▸ RECORDS SUPPLIED
###
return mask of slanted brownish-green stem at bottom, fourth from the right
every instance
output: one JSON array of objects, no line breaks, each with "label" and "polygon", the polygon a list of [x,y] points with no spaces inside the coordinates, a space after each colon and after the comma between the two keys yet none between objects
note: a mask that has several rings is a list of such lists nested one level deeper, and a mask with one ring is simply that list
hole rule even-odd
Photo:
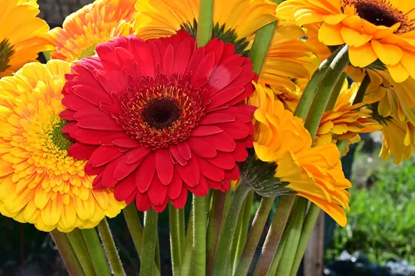
[{"label": "slanted brownish-green stem at bottom, fourth from the right", "polygon": [[246,240],[245,248],[243,248],[237,270],[234,273],[235,275],[243,276],[248,274],[250,263],[255,255],[255,250],[258,247],[259,239],[261,239],[262,232],[264,231],[274,201],[275,196],[263,197],[261,199],[257,213],[252,221],[252,226],[249,230],[248,239]]}]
###
▸ EXERCISE
Show the lines of the records that include the string "with".

▸ RESULT
output: one JSON array of objects, no line breaks, each with "label" and "polygon", the polygon a list of [x,y] points with no spaces inside the coordinates, a space after each colon and after the comma between the two keys yet none between objects
note: a mask that has several rings is a list of such lists nested one level deeper, and a mask with one ring is simply that list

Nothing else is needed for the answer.